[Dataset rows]
/---

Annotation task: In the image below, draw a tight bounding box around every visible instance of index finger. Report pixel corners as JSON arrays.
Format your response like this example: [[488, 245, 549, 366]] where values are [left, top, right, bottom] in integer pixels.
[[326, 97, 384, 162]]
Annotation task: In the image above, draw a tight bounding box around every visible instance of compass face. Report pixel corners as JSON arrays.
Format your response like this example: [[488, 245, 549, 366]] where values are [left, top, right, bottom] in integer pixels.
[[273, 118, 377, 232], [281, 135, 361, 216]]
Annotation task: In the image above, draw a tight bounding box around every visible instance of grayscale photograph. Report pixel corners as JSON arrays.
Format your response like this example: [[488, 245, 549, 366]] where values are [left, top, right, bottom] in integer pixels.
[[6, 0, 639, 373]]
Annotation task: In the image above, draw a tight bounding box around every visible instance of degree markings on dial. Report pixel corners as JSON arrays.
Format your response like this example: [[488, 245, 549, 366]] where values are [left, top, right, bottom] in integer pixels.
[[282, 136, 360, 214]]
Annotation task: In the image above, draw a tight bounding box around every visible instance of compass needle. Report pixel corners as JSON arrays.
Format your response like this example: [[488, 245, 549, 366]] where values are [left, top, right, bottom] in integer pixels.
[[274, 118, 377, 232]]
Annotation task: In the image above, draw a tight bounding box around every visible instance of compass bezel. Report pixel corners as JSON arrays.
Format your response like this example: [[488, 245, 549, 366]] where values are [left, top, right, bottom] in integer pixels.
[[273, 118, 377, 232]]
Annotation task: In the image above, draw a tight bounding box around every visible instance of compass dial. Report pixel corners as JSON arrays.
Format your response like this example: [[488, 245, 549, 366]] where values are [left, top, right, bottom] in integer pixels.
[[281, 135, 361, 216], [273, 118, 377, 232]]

\---

Please reproduce every one of the lines above word for word, with nothing changed.

→ THE ANSWER:
Annotation task: In the image below, draw a tight bounding box around every visible instance of index finger. Report pixel corners as JSON arrays.
Format your response like this example: [[488, 245, 549, 366]] where values are [left, top, right, bottom] in integer pixels.
[[326, 97, 384, 162]]
Annotation task: In the image above, draw a tight bounding box around every visible instance of compass face. Report pixel corners as JSON arrays.
Format your response like this example: [[488, 245, 549, 366]] where values are [left, top, right, bottom] in integer pixels.
[[273, 118, 377, 232], [281, 135, 361, 216]]
Annotation task: In the image above, draw a tight bounding box around every visible instance of grayscale photograph. Report pixel corners as JSON arrays.
Format your response like this example: [[488, 245, 549, 366]] where values are [left, top, right, bottom] in integer pixels.
[[6, 0, 639, 373]]
Annotation task: In the image above, draw a tight bounding box around every visible instance of degree markings on dial. Report pixel corners as JSON arrays.
Format your response like this example: [[488, 245, 549, 366]] where values are [left, top, right, bottom] in integer pixels.
[[282, 136, 360, 214]]
Annotation task: In the image above, draw a tight bounding box around every visible instance of compass needle. Report pixel corners as JSON arrays.
Format your response like this example: [[488, 245, 549, 366]] where values are [left, top, right, bottom] in integer pixels.
[[274, 118, 377, 232]]
Annotation task: In the image above, draw a tight bounding box around every visible instance of compass bezel. Report pixel corners as JSON arrays.
Format your response like this example: [[488, 245, 549, 366]] where values are [left, top, right, bottom] in integer pixels.
[[273, 118, 377, 232]]
Annotation task: In the image above, draw a tight bounding box around every visible instance of compass dial. Report pixel corners as JSON arrays.
Format your response like this example: [[488, 245, 549, 366]] where values are [left, top, right, bottom] in integer pixels.
[[281, 135, 361, 216], [273, 118, 377, 232]]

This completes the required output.